Action item → Show each line from the records below in which the word "lamp" occurs.

------------------------------------------------------------------------

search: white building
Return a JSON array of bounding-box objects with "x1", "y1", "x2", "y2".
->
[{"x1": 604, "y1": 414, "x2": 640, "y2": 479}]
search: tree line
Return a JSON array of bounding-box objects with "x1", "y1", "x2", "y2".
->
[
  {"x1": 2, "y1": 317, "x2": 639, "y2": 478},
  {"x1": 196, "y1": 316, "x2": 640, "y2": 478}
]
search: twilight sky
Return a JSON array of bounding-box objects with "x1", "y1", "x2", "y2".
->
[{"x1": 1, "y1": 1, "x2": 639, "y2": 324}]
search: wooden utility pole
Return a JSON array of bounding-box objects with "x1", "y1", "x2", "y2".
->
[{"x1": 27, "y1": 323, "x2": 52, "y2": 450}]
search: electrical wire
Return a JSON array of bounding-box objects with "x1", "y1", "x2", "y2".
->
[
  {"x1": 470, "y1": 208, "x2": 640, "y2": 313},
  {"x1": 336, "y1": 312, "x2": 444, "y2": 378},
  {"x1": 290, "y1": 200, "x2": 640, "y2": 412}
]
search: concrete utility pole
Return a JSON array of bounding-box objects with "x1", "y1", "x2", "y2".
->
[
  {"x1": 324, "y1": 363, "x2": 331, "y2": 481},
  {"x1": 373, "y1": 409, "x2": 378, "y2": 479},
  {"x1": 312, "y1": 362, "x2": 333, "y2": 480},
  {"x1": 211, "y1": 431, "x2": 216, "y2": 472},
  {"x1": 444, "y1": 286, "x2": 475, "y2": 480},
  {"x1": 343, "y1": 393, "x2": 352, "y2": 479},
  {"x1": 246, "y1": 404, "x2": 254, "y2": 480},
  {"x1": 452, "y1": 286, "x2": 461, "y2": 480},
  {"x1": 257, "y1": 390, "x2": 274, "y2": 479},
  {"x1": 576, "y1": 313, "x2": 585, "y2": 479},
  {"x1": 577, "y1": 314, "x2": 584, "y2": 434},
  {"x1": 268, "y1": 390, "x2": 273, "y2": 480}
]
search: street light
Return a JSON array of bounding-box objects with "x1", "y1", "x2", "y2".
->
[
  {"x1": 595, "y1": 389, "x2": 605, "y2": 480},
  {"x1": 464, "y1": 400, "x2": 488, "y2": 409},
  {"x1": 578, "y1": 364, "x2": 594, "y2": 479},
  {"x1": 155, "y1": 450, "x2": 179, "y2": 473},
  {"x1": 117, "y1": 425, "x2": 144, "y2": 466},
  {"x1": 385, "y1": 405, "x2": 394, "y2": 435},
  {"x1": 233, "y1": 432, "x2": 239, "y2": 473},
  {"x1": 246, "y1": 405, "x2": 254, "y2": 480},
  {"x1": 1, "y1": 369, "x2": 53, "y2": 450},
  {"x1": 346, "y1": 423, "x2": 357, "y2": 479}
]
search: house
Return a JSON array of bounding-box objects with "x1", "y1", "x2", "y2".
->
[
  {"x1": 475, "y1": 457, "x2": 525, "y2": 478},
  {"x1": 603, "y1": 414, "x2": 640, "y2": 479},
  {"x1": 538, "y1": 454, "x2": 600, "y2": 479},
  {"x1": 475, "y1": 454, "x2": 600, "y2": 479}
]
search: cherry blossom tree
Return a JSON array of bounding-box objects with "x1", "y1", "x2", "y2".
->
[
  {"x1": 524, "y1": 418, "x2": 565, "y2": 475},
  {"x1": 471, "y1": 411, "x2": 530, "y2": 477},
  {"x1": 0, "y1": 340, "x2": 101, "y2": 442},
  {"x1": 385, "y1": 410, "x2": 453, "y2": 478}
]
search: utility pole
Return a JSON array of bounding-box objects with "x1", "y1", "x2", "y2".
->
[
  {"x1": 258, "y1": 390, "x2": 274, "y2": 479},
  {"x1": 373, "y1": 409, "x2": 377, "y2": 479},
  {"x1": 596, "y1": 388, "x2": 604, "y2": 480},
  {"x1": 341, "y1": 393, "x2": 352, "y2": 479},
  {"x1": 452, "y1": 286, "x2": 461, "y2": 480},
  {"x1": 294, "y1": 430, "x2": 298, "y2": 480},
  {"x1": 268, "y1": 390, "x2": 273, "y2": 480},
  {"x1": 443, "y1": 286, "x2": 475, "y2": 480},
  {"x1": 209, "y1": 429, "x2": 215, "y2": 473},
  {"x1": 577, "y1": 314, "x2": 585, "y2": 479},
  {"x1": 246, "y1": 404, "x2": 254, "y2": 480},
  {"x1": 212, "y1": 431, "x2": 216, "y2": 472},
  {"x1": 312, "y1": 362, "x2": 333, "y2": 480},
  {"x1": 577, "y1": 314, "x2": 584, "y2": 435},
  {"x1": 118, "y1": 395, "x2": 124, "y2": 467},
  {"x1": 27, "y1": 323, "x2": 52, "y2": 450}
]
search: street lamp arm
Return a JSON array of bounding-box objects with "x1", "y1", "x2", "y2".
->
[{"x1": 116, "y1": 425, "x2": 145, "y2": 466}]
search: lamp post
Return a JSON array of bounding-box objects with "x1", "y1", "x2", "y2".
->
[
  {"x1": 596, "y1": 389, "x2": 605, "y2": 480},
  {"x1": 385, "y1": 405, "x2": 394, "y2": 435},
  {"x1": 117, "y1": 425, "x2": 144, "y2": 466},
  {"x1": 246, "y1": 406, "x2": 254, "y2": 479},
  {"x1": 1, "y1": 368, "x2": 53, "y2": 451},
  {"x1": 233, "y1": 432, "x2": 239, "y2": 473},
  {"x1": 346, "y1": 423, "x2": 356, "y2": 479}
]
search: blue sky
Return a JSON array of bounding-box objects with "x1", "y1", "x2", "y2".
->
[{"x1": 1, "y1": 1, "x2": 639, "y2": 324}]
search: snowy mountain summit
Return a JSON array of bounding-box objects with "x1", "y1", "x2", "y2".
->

------------------------------------------------------------------------

Solution for this exercise →
search: street lamp arm
search: lamp post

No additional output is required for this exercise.